## Dataset extract
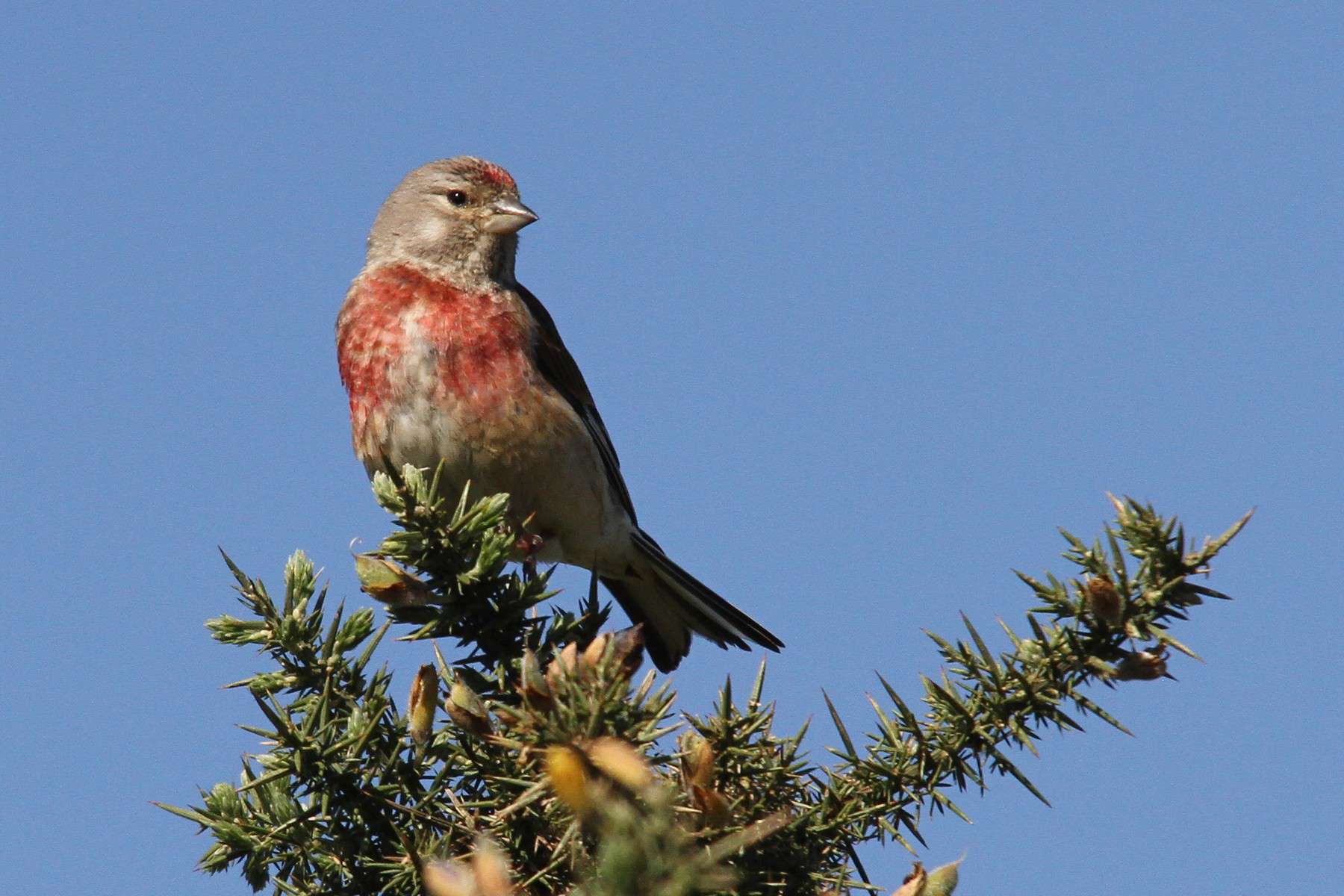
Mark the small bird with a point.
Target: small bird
(448, 359)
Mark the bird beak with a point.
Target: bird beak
(508, 217)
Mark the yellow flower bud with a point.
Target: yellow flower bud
(620, 762)
(712, 805)
(531, 684)
(388, 582)
(564, 662)
(942, 880)
(697, 759)
(567, 774)
(448, 879)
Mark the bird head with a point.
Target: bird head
(458, 214)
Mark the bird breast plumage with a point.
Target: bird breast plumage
(437, 374)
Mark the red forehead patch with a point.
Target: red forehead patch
(497, 175)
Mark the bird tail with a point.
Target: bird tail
(672, 603)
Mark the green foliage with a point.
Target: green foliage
(553, 766)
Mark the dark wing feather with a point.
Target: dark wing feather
(558, 367)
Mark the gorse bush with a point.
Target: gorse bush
(531, 756)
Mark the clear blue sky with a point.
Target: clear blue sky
(871, 301)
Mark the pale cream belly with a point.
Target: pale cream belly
(538, 452)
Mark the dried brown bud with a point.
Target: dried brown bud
(1144, 665)
(914, 883)
(1105, 601)
(593, 653)
(712, 805)
(620, 762)
(464, 707)
(420, 712)
(628, 648)
(388, 582)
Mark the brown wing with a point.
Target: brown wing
(558, 367)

## Do this
Rewrite all of the material above with "Target" changed to "Object" everywhere it occurs, keep everything else unchanged, and leave out the pictures.

## Written solution
Mark the small bird with a point.
Object: small bird
(448, 359)
Mark the bird beak with a point.
Object: bird beak
(508, 217)
Mark the yellow flower bud with a point.
Object: yellow flower bud
(620, 762)
(712, 805)
(531, 684)
(388, 582)
(564, 662)
(942, 880)
(697, 759)
(567, 774)
(448, 879)
Mark the bird head with a point.
Object: bird head
(458, 214)
Mark the bird breast plumage with a point.
Object: bird breast plumage
(437, 374)
Mark the red forehead patch with a point.
Object: red forehead patch
(497, 175)
Mark the bird tail with a point.
Object: bird tail
(672, 603)
Mark the green foliage with a point.
Object: green foliage
(553, 766)
Mark the dark wing feather with a point.
Object: dark wing feather
(558, 367)
Mark the gorse bush with a point.
Object: gorse bush
(531, 756)
Mark the clear blue sky with a point.
Object: clear blue sky
(871, 301)
Mark the pale cream belly with a point.
Object: pale cream belly
(538, 452)
Mark the dried brown bud with a point.
Object: dried brown bud
(1144, 665)
(914, 883)
(1105, 601)
(593, 653)
(712, 805)
(620, 762)
(464, 707)
(420, 712)
(628, 648)
(388, 582)
Mark the brown wing with a point.
Object: brown wing
(558, 367)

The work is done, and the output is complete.